Annotatiegegevens met punten:
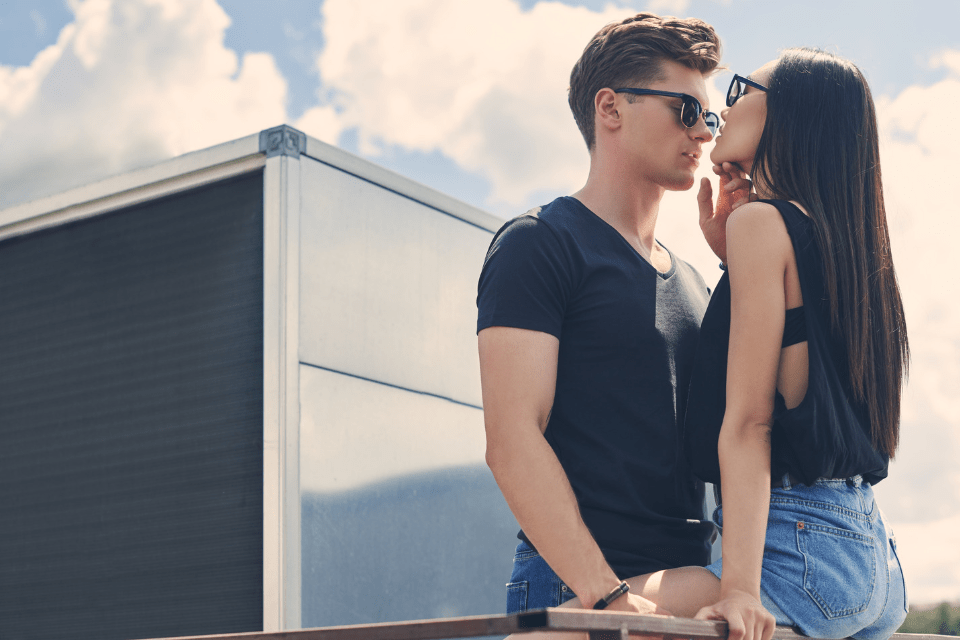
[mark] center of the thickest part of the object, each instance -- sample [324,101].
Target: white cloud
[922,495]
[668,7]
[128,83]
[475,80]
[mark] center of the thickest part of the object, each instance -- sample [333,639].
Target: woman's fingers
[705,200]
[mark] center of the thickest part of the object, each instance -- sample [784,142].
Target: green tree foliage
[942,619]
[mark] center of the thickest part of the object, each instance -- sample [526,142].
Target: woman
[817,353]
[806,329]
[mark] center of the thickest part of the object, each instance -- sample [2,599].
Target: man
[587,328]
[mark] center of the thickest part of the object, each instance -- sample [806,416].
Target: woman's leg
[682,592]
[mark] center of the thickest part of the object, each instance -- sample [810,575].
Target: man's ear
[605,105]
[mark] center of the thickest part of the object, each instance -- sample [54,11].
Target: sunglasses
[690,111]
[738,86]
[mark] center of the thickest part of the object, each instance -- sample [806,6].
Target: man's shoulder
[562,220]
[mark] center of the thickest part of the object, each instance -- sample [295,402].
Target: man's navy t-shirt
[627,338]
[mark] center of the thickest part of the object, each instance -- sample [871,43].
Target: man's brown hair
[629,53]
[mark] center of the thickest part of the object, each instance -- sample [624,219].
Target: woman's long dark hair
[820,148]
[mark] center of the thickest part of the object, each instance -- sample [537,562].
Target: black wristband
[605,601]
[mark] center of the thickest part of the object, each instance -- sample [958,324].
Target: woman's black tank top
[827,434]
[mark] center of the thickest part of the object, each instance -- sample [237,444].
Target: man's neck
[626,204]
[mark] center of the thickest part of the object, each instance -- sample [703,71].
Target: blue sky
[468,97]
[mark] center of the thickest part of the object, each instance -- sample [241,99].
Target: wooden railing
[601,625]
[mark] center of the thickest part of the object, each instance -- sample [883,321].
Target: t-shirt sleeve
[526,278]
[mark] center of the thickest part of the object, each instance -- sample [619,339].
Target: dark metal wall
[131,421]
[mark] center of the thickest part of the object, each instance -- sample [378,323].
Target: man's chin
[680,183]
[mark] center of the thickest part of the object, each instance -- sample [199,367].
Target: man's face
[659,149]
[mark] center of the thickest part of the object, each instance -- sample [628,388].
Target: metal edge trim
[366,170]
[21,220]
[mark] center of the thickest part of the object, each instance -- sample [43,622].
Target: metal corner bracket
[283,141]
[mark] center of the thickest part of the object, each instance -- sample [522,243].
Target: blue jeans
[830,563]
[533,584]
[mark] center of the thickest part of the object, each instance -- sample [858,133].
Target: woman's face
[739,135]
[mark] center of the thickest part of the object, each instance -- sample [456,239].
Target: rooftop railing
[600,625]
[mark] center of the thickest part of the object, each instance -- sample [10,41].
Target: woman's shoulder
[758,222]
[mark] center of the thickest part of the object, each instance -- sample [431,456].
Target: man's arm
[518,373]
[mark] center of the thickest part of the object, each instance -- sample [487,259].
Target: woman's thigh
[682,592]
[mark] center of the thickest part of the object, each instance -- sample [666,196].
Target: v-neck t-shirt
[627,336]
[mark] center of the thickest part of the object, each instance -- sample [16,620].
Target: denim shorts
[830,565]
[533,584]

Opgave:
Begin bij de regel met "-- sample [883,321]." en stop na het einde van de rijen; zet dat deel om in een CSV met de twee kolommen tekst en antwoord. Maak één CSV-regel per rij, met de tekst en het antwoord elk in één veld tussen aanhalingstekens en regeleinden vervangen door spaties.

Uitwerking:
tekst,antwoord
"[mark] center of the thickest part of the object, each instance -- sample [883,321]. Target: t-shirt sleeve","[526,278]"
"[mark] center of the thickest part of the object, each instance -- sample [619,339]. Target: dark metal wall","[131,421]"
"[mark] center of the thickest part of the object, each instance -- sample [378,323]. Target: man's chin","[680,183]"
"[mark] center of the thickest part of the object, each instance -- sample [199,367]. Target: man's face","[659,149]"
"[mark] center of the thickest part of the object, each instance -- sample [628,388]. Target: metal edge trim","[366,170] [21,220]"
"[mark] center of the thickest part of the object, each instance -- sample [43,622]. Target: metal corner bracket","[283,141]"
"[mark] center of the thickest part of the object, each instance -- sample [522,243]. Target: blue jeans","[830,563] [533,584]"
"[mark] center of the thickest part of the object, each instance -- sample [858,133]. Target: woman's face","[739,135]"
"[mark] center of the thickest part of the object, each instance -- sample [456,239]. Target: rooftop railing","[600,625]"
"[mark] center of the thickest part of the object, each instance -- sample [10,41]. Target: woman's shoulder","[758,222]"
"[mark] center of the thickest part of the object, each instance -- sample [431,456]. Target: man's arm","[518,373]"
"[mark] center of the thickest part of the object, each instance -- sample [487,259]. Target: woman's thigh","[682,592]"
"[mark] center of the thickest part of the object, each instance -- sample [666,196]. Target: v-neck t-shirt","[627,336]"
"[mark] center of the thickest part of the object, each instance -- sample [16,620]. Target: denim shorts","[830,565] [533,584]"